Copy the Prairie Sun Organics interview from "You have this" to "and at Jones’s.", substituting "Omaha" for "Sioux City".

Text shown -
Content starts

What are some of your most popular items? Our organic ground beef is our best selling product. And I have to say that we sell so much of it that we can hardly keep it in stock. It is fantastic. It’s lean, and it tastes good. People who buy it never go back to regular ground beef; it’s that good. You don’t have to lather it up with condiments. It actually has flavor. Our motto is “Capture the Flavor,” because that’s what it’s about. Organic foods taste good. A strawberry tastes like a strawberry. Beef tastes like beef. The milk is rich and creamy. It tastes like food.
I visit Europe fairly often, and you would not believe the difference in the taste of the food over there. Everything has a regional flavor, and once you’ve been over there, when you come back to the United States, everything tastes like cardboard. Over here, we want everything to have a consistent shape, color and flavor. Well, that’s not how food is really made. People have to realize, when they buy our products, like a rib eye, they can be different sizes, thicknesses. It may even taste different from one animal to the next depending on what grasses that animals was on before it was harvested. We preserve that. We don’t try to fix that. We encourage people to recognize that.
Another thing we want people to know is that organic farming was founded on humane treatment of animals. These animals come from the most beautiful ranches in South Dakota. They are given the best of everything. They’re treated with love and respect and they’re happy all the way through. I think when you do that, you have a higher quality product because the animals are treated so well all the way through the system that when they’re processed they’re not full of adrenaline and stress hormones that makes the meat tough and poor tasting.
What are one or two ways your USD experience helped to prepare you for what you’re doing today? I have to say that Dr. Larry Bright at the School of Education was a major influence. He was my advisor and he helped open my eyes to so many different things. True story: when I had my bachelor’s degree, I was working for a company here in town and one of the things I was constantly being cited for was a lack of leadership skills. I was so frustrated with that fact that I decided I was going to overcome that deficiency. I was going to go to USD and use those lessons and experiences to help me be a better leader. I wanted to be an executive director of a non-profit. So here I am today, an executive director or a quasi-for-profit. I’ve used all of those tools from my experiences at USD. I look back and, for the money I spent, I wouldn’t have gone anywhere else.
Additionally, I recently started by Ph.D. program at USD in political science, with an emphasis in organizational leadership. I want to continue working in environmental policy and regulatory issues.
You have this location here in Vermillion. Where else can we buy Prairie Sun Organics products?
Yes, we have five locations in Sioux Falls, three locations in Sioux City and in Yankton and in Vermillion you can buy products here and at Jones’s.
What are your plans for the future of Prairie Sun Organics?
We are expanding. We’re planning to move our farm, which is currently in Iowa, all the way up to Vermillion, along with our production site. We also want to put a processing center in Vermillion as well. We want to move everything up here—the farm, the production site and processing center—because we want to centralize our operations, from production to distribution. We're working on a new website where people will be able to place orders over web with Visa and Mastercard. Then this winter, we’re looking at weekly delivery services for people who can’t get out of their homes.

Content ends

Listed records -
Content starts

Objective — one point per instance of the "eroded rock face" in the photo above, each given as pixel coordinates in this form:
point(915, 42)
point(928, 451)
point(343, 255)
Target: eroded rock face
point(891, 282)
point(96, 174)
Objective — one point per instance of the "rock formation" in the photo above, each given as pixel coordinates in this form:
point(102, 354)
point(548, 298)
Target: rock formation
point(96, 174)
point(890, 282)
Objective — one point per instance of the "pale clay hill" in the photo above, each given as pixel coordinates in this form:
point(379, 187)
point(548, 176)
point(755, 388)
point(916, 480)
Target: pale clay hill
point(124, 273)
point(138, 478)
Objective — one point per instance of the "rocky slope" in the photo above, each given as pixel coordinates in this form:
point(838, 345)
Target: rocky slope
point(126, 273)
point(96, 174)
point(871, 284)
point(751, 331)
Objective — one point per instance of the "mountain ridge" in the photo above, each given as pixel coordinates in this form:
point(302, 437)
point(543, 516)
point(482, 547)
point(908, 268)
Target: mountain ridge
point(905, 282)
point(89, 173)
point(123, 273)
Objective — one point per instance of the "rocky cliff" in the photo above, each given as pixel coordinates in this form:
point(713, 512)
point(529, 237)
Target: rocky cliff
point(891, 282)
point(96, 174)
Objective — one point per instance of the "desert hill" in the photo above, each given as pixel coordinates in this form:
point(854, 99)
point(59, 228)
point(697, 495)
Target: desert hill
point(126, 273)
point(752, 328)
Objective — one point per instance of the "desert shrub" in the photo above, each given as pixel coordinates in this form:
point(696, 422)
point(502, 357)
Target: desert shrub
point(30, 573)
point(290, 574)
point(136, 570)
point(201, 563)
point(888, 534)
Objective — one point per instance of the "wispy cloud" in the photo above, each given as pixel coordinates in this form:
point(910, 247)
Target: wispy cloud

Content ends

Expected answer -
You have this location here in Vermillion. Where else can we buy Prairie Sun Organics products?
Yes, we have five locations in Sioux Falls, three locations in Omaha and in Yankton and in Vermillion you can buy products here and at Jones’s.